-- Start of EXERCISE DATA --
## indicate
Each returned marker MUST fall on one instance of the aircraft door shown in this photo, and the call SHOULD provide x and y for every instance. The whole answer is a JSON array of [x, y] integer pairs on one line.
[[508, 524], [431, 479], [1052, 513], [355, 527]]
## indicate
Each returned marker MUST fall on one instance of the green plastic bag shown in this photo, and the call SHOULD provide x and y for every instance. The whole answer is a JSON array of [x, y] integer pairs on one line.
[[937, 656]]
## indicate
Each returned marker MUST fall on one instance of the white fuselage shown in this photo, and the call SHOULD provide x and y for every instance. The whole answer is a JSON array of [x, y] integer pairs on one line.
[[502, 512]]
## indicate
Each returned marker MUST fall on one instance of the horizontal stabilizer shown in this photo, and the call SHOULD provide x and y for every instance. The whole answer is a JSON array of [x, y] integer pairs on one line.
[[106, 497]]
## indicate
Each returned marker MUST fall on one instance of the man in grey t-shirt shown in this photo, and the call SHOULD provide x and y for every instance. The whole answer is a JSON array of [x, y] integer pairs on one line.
-- End of EXERCISE DATA --
EXERCISE DETAILS
Copy out every item above, swapping each "photo" for "image" and leaving everything else unchanged.

WORKED SOLUTION
## indicate
Each returned marker MUST fall on one instance of the aircraft door shown in this image, and the call SHOULD provide x and y for every instance. The whole answer is a JSON array of [x, y] integer pairs on one line.
[[508, 524], [431, 479], [1052, 513], [355, 527]]
## indicate
Each returned marker MUST fall on one instance of the green plastic bag shown in this image, and the call SHOULD provide x and y for every instance. The whole answer is a JSON array of [x, y] integer pairs on one line.
[[937, 656]]
## indicate
Each returned marker MUST fall on one instance of the white fuselage shown in this image, and the call SHOULD provide x and y for every instance. The whole answer is a JSON array of [x, y] integer pairs on one line.
[[502, 512]]
## indicate
Each returned marker MUST fall on one instance of the horizontal stabilizer shown in this image, and the call SHOULD provide x and y for every instance. The whole answer is a JSON array of [x, y] integer pairs on one line.
[[106, 497]]
## indicate
Each returned marker MUST fall on one instance of the man in grey t-shirt shown in this image, and the call SHOULD provide x and y for every instance. The whole answer is a JSON array of [x, y] integer pairs on one line.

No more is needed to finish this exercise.